Vorliegender Textauszug:
++++++++++++++++++++
# Rp nach Wotlk



## Magosch (5. Juni 2011)

Sehr geehrte Mitspieler,

seit nunmehr als einem Jahr pausiere ich WOW und überlege seit kurzem wieder anzufangen.
Nun wollte ich fragen, ob Rollenspiel mit dem neuen Addon gestiegen ist oder ob es weniger geworden ist?
Und ist das Addon eine lohnende Anschaffung bezüglich der neuen Rassen und Gebiete?

Über Antworten wäre ich sehr erfreut.

Mit freundlichem Gruß

Magosch


----------



## Sillygnom (5. Juni 2011)

Hallo,  

Ich werde dir schon mal sagen was hier viele schreiben werden. Da Spiel lohnt nicht da biste du schnell durch. Kein lohnenswerte Inhalte u.s.w.
++++++++++++++++++++
Einträge zur Bounding-Box-Annotation
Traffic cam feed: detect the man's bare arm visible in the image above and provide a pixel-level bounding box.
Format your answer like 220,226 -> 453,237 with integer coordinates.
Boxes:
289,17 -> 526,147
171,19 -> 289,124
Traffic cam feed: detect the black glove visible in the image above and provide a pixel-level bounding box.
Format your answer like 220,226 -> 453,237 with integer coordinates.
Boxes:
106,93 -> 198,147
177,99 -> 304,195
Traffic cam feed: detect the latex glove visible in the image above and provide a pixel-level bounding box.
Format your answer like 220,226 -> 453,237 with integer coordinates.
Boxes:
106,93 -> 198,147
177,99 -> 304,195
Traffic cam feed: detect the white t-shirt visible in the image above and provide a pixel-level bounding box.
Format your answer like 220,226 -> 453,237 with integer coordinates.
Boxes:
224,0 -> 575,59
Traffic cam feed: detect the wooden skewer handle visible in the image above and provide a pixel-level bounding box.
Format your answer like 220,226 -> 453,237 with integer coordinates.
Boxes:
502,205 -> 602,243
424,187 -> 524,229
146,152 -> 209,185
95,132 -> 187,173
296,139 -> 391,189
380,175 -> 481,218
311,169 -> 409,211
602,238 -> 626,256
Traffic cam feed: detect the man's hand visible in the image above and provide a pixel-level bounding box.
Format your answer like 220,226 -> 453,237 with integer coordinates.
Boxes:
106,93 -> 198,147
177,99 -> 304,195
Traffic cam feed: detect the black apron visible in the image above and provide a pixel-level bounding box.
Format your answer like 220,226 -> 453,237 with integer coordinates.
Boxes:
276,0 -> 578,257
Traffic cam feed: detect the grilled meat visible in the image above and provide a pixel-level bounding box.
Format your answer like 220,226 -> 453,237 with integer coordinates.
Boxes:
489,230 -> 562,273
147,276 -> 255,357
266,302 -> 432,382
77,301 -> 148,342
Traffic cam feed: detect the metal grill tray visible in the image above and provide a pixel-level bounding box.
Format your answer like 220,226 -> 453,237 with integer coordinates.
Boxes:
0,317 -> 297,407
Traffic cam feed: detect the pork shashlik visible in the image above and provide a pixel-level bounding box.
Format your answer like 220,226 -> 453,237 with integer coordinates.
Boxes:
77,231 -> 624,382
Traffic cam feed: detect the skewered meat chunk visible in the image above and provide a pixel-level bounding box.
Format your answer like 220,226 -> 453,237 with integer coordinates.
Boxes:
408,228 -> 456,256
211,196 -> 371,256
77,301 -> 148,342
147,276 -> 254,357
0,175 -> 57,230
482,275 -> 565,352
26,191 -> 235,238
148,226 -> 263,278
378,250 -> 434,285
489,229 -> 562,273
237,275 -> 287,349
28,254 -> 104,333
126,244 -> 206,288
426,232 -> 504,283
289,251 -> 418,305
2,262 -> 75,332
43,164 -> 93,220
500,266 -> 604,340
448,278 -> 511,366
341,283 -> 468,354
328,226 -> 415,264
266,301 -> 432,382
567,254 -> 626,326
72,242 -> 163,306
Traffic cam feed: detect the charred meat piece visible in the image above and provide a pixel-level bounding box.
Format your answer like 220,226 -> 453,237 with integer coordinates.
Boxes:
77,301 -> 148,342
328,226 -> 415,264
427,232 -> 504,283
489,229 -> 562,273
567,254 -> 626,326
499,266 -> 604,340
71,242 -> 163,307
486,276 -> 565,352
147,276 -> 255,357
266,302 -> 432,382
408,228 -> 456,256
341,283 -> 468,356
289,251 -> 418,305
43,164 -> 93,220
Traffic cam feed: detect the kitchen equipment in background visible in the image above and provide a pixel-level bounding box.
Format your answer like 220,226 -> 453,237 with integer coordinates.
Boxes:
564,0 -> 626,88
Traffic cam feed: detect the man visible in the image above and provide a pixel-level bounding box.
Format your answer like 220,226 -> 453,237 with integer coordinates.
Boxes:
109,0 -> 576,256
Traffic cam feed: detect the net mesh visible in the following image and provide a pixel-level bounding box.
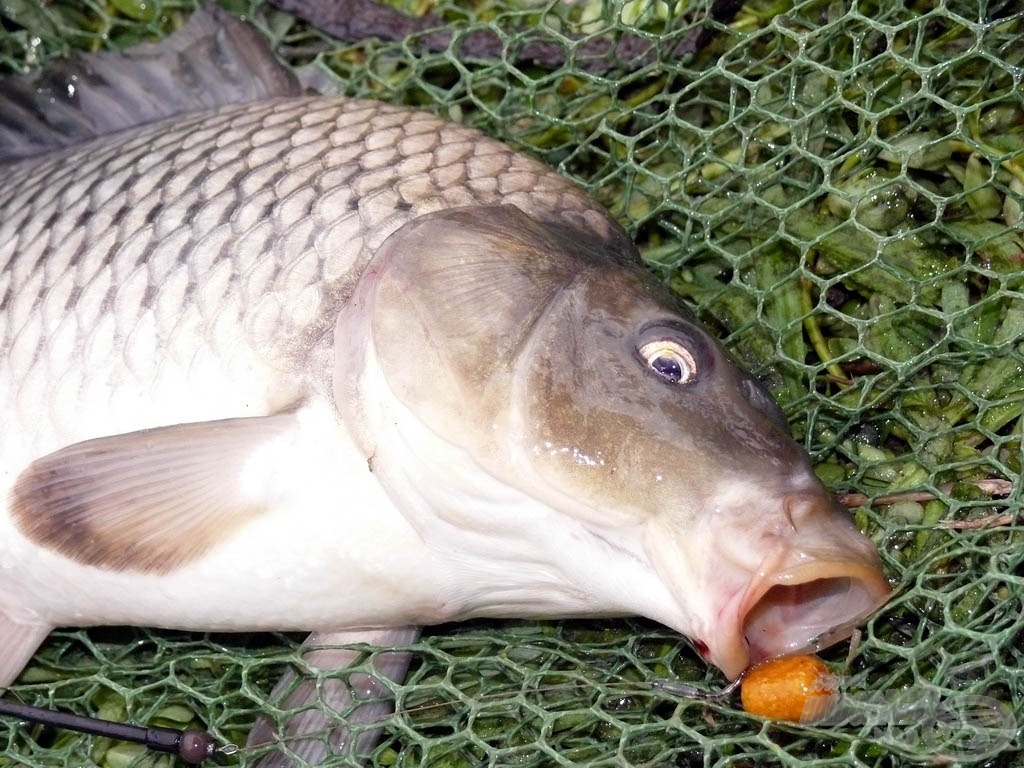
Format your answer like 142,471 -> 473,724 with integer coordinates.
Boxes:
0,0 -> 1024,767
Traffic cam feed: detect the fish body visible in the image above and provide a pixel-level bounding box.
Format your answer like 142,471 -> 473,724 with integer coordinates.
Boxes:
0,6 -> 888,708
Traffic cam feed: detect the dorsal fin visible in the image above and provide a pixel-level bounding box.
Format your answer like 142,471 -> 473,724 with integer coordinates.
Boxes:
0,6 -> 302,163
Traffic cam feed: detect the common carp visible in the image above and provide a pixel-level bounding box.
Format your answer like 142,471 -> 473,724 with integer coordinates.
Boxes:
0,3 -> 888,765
++++++++++++++++++++
Zu erledigende Aufgaben:
**a.** Welches Datum tragen die Beiträge im Forumsthread über Rollenspiel nach Wotlk?
**b.** Gib aus dem Forumsthread über Rollenspiel nach Wotlk den Abschnitt wortgetreu wieder, der bei „Und ist das“ beginnt und bei „Sillygnom (5. Juni 2011)“ endet.
**c.** Führe den Forumsthread über Rollenspiel nach Wotlk an der Stelle weiter, an der er aufhört.

Gegebene Antworten:
**a.** Beide Beiträge stammen vom 5. Juni 2011.

**b.**
Und ist das Addon eine lohnende Anschaffung bezüglich der neuen Rassen und Gebiete?

Über Antworten wäre ich sehr erfreut.

Mit freundlichem Gruß

Magosch


----------



## Sillygnom (5. Juni 2011)

**c.**
Na um ehrlich zu sein solltest du dir deine eigene Meinung bilden. Ich glaube auch das das neue Addon seine reizte hat. Ich persönlich finde es gelungen. Aber um den Kritikern auch mal recht zugeben teilweise sehr Oberflächig. Aber auch nur teilweise. 
Das mit dem RP ist natürlich eine Sache wo du auch auf den richtigen Server zur richtigen Gilde kommen musst, wenn du das geschafft hast dann habe Spaß. 

P.S Man kann alle alten Gebiete im  ostlichen Königreich und auf Kalimdor neu erkunden und alle quest noch einmal machen mit schönen Videosequenzen. 


Gruß Silly


----------



## Magosch (5. Juni 2011)

Gut die gesamte Resonanz des Spiel ist ja allgemein recht negativ , was mich jetzt nicht so abschreckt.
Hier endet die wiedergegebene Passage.